**THE INPUT**
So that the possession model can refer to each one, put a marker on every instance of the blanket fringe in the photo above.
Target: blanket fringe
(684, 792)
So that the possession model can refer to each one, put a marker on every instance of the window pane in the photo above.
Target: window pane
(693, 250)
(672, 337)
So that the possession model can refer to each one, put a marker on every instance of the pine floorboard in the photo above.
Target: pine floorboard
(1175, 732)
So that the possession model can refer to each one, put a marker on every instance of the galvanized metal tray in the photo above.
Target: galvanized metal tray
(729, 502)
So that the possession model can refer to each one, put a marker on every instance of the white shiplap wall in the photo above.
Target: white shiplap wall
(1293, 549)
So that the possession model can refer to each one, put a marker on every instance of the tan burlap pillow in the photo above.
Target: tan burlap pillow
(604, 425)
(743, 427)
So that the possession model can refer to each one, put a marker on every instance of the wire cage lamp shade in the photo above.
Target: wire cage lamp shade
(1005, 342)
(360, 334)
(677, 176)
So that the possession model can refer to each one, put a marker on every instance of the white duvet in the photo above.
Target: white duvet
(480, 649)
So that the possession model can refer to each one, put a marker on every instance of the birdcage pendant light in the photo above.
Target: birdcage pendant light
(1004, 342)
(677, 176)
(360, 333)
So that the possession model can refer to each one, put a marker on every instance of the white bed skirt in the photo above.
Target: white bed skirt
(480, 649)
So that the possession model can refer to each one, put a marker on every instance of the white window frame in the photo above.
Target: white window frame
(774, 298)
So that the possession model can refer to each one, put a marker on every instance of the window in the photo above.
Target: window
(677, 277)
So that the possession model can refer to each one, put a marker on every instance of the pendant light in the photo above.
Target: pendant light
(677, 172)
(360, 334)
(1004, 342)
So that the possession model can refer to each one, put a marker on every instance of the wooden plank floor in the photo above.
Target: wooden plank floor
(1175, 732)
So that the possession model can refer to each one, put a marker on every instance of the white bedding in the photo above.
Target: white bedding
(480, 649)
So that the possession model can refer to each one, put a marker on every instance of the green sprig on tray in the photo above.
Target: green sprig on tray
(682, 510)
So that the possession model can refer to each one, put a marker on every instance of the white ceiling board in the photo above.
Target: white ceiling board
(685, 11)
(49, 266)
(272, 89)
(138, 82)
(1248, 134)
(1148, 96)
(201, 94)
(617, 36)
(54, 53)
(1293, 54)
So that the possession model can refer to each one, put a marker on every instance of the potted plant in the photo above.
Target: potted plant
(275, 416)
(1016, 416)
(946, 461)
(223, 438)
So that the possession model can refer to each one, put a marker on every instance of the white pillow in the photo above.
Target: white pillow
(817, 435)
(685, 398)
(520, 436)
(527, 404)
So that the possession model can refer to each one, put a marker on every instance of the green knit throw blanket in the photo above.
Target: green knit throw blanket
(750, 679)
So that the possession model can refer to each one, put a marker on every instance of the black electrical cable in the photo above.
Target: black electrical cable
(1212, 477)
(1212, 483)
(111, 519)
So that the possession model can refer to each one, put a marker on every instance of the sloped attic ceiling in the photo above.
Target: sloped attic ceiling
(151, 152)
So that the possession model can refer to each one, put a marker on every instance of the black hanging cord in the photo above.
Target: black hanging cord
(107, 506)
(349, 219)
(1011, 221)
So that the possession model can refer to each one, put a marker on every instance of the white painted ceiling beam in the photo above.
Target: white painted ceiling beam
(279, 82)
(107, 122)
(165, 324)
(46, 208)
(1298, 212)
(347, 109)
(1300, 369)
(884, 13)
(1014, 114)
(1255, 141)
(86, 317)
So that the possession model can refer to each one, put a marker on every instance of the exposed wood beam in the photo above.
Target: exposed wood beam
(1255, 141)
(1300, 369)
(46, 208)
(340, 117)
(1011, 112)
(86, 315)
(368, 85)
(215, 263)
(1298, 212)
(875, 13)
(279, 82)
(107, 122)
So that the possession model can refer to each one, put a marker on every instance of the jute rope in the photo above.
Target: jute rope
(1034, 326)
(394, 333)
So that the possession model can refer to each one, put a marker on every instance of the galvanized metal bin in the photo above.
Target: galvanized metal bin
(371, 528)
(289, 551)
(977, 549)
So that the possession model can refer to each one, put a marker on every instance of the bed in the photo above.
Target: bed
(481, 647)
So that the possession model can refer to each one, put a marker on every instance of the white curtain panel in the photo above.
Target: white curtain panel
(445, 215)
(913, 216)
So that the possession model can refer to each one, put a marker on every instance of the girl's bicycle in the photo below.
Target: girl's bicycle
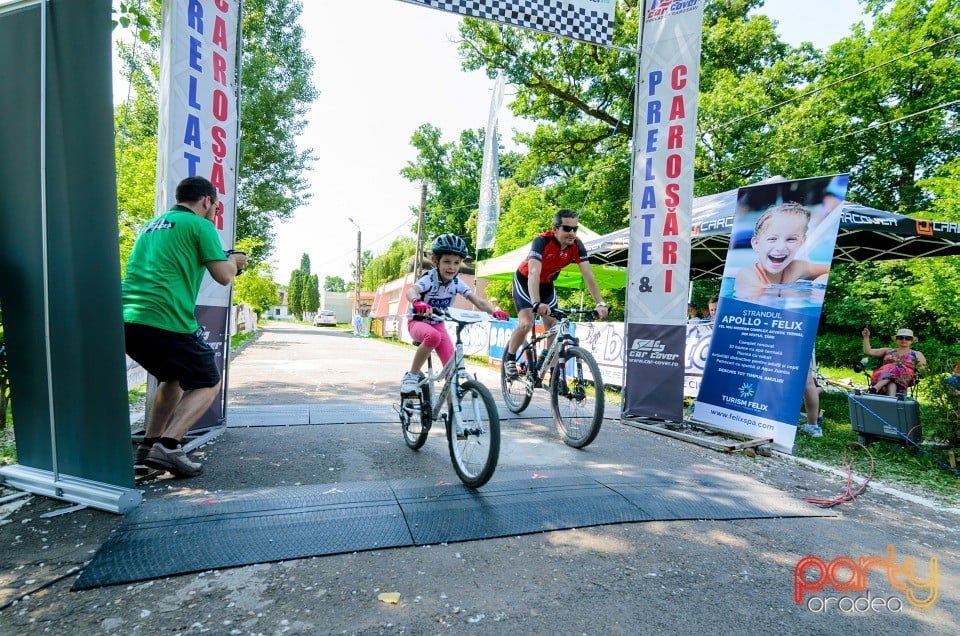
(471, 421)
(568, 372)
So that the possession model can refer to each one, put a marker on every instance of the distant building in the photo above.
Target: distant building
(279, 312)
(340, 303)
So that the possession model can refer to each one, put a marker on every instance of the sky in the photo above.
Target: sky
(382, 72)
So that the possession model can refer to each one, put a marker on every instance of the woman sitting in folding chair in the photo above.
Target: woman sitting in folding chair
(898, 365)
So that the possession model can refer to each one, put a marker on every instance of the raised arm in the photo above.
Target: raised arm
(876, 353)
(225, 271)
(587, 272)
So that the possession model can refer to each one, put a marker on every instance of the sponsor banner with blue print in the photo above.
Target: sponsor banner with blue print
(771, 297)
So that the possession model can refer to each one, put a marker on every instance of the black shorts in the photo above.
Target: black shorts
(521, 295)
(169, 356)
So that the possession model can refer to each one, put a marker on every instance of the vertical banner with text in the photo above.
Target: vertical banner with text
(661, 204)
(198, 131)
(771, 297)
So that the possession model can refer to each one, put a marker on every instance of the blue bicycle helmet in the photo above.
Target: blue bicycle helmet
(449, 244)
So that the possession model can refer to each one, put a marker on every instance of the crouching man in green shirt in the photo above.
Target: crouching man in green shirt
(164, 273)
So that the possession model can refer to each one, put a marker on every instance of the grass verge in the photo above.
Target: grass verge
(926, 468)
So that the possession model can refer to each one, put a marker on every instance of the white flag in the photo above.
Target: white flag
(489, 183)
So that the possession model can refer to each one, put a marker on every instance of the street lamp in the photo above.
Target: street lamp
(356, 284)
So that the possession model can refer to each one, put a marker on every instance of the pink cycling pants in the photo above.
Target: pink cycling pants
(434, 335)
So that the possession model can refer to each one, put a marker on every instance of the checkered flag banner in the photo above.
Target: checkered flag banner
(586, 20)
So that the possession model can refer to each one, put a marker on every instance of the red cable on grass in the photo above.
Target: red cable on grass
(852, 490)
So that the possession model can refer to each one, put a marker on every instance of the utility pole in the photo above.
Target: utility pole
(356, 284)
(418, 256)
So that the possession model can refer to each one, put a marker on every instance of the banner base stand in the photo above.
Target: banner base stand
(73, 489)
(729, 445)
(196, 439)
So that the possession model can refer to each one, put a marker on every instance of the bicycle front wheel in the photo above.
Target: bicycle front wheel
(473, 433)
(577, 406)
(415, 419)
(518, 391)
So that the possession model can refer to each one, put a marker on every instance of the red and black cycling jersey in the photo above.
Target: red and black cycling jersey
(547, 249)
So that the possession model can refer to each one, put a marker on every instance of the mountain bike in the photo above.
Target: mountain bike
(570, 374)
(472, 421)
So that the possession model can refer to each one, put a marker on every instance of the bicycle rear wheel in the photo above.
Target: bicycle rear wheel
(577, 408)
(475, 442)
(415, 419)
(518, 391)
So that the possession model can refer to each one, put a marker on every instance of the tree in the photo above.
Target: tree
(295, 294)
(451, 173)
(275, 95)
(256, 288)
(389, 266)
(365, 259)
(334, 284)
(311, 294)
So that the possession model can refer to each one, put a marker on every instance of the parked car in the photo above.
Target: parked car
(325, 317)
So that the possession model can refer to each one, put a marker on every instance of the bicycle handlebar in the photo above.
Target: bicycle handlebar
(560, 314)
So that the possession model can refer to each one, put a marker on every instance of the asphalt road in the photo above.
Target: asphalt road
(680, 577)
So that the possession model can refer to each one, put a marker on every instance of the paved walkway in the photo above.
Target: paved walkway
(678, 577)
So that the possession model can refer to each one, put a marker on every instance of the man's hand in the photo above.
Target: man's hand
(421, 308)
(240, 259)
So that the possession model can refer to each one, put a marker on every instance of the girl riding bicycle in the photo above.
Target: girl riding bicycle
(438, 288)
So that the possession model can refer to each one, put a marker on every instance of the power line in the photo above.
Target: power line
(871, 127)
(829, 85)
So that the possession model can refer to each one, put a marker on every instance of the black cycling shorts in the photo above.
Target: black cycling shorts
(170, 356)
(521, 296)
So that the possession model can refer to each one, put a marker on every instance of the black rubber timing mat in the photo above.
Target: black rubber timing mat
(165, 537)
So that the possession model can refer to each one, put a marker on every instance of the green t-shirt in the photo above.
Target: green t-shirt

**WORK REQUIRED**
Exactly reproduce the lines that run from the line with "handlebar in the photo above." through the last line of the records, inclusive.

**RESPONSE**
So that the possession model can refer to each one, put a marker on every instance of the bicycle handlebar in the photo above.
Target: bicycle handlebar
(560, 314)
So that the possession model can refer to each one, put a marker on every instance of the asphalt road in the photo above.
Target: asphalt road
(680, 577)
So that the possession model can refer to each one, put a marker on every instance of the paved walkway in the photo above.
Target: paved walkway
(678, 577)
So that the possession model can refer to each one, put a marker on every instance of the man's hand in the photo above.
Target: man's hand
(421, 308)
(240, 259)
So that the possession model can refer to each one, put a marker on every instance of the girl riding bicycle in the photo above.
Target: girl riding bicycle
(438, 288)
So that the possession model can refer to each one, put a marker on every instance of the power line in the photo above.
Target: power line
(871, 127)
(829, 85)
So that the possession model can refer to each one, put a marker on every instance of the black cycling shorts in the photo above.
Target: black cycling shorts
(170, 356)
(521, 296)
So that the possession model can refer to each one, put a marker on every instance of the black rubber timing mat in the photo above.
Target: black rubber timing mat
(165, 537)
So that the possession model can refer to each one, put a marker on every instance of the green t-shirt in the photo above.
Target: green t-shirt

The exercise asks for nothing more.